##### Source text

The Six dimensions of health care performance, do not apply for websites. A website has different elements of functionality and usefulness other than overall "health care performance." All the performance elements would be based on the proper enacting and using the information on the website. If I miss-read or skip steps in any health recommendations the performance measures of safety, effectiveness, patient-centeredness, timeliness, efficiency, and equity will be dismal regardless of what the website says or provides.
The elements of quality are different for websites to be more than purely subjective. Website impact on my health would regard the monitor radiation effects on my eyes, the keyboard and mouse effects on my hands for example regarding carpal tunnel syndrome. Each individual experience will bring a different quality of Health Care Performance. If I viewed the website in the library or on a big flat plasma screen the quality of the experience will be substantially different.
However, another class conducted a "survey" of 30 students with the question "What is a Quality Website?" This resulted in the attached Pareto Diagram where 1) Functionality, 2) Aesthetics, 3) Truth and 4) Simplicity were the top four rated elements of Quality.
I returned to the original article "What's New (Or Improved) In Health Sites" published at the Wall Street Journal website: http://online.wsj.com/article/SB123128697040459161.html where I selected from their additional health websites listed:
QualityHealth.com—Offers health-risk assessments, symptom checker, and personalized lists of questions to ask your doctor based on conditions and symptoms. Allows users to create blogs and join online communities.
1) Functionality - is great. Each click works, I can find and use things easily. They have a "Symptom Checker" where you can click on the part of the body that is hurting where a list of symptoms comes up to read and review. It's very simple and easy to use, where I can get detailed information about symptoms, causes and solutions with references. There is also an alphabetical drug database which includes important topics such as Foods to Avoid, Storage & Disposal, Warnings and Side- effects. This data does NOT have a list of references so I tend to wonder if it is promoted or supported by drug sales.

##########

- _Instructions_:
a – Reproduce the stretch of the text on health website quality from "However, another class" through "elements of Quality.".
b – For each statement, say yes or no to whether the text on health website quality supports it, and quote the words that decide it: (i) The survey on website quality was given to 30 students. (ii) The drug database on QualityHealth.com includes a list of references. (iii) Aesthetics came second among the top four elements of quality.
c – Pick up the text on health website quality after its last sentence and keep writing it.
The material comes from a separate source and is unrelated to the text on health website quality.

##### Record excerpts

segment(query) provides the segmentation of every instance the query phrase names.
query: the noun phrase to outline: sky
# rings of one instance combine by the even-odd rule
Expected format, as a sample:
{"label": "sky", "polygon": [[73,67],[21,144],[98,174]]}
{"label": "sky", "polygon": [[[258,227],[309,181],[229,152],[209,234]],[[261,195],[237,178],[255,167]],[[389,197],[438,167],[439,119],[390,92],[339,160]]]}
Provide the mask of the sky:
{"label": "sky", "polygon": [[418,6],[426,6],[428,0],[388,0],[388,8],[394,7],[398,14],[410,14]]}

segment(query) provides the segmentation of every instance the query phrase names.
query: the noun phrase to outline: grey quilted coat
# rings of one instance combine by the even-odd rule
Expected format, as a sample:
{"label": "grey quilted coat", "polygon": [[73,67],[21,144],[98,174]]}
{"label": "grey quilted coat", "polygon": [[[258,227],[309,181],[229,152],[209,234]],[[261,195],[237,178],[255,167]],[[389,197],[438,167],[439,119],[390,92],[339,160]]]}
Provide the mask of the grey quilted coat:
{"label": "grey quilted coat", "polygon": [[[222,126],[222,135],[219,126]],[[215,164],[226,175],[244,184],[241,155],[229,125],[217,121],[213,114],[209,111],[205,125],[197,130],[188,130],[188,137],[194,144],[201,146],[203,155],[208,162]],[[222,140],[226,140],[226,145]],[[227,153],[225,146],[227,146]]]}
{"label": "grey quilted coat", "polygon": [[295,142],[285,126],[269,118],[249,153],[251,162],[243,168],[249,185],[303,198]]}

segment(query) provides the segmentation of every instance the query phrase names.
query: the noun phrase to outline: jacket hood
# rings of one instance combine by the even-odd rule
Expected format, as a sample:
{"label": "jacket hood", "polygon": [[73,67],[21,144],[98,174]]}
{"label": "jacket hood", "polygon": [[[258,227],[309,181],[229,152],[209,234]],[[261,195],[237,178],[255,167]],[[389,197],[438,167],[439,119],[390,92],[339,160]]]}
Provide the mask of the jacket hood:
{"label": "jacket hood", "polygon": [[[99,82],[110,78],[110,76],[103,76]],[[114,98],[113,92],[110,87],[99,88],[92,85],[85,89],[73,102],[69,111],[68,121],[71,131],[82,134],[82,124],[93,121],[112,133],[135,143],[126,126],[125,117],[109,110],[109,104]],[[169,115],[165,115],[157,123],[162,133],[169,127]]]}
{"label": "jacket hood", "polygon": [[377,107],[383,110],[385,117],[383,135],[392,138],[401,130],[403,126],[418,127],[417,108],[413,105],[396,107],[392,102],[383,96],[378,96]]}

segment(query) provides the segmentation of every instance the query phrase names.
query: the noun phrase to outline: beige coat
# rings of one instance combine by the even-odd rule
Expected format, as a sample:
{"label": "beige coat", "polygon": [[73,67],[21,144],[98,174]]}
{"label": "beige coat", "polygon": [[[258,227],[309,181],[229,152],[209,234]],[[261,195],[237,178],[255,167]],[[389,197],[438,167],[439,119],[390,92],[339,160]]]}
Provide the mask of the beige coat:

##########

- _Outputs in order_:
a –
However, another class conducted a "survey" of 30 students with the question "What is a Quality Website?" This resulted in the attached Pareto Diagram where 1) Functionality, 2) Aesthetics, 3) Truth and 4) Simplicity were the top four rated elements of Quality.

b –
(i) Yes: 'a "survey" of 30 students'
(ii) No: "This data does NOT have a list of references"
(iii) Yes: "2) Aesthetics"

c –
2) Aesthetics - this website is easy to read. The colors are pleasing to my eye and I was able to make the text size larger very easily. They have some ads in the normal places on the top and right-side down the margins, but nothing too annoying or excessive. The videos did include intro-commercials I've seen before, somewhat annoying, but not excessive. The allergy video came with all sorts of ads for assorted allergy drugs. But the Video included homeopathic techniques so it's not only one perspective. I did click on a few other sites listed in this article and closed it after the ads got too annoying. This site does have a membership option where I can get newsletter and coupons for my needs, but I did not see if I can also adjust the colors and format to my taste as well. Often members can shut-off ads for a fee.
3) Truth – As mentioned easier there are references posted with information given. The website is a registered member of the Health On the Net Foundation designed to "promote the effective and reliable use of the new technologies for telemedicine in healthcare around the world." www.hon.ch was created to protect citizens from misleading health information. I was impressed to see so many different perspectives, and even surprised by many homeopathic videos.
4) Simplicity – accessing the information was easy. I could find data easily, and most the tools and menus were self-explanatory. It was easy to navigate and the site map, about and other features are within website standards.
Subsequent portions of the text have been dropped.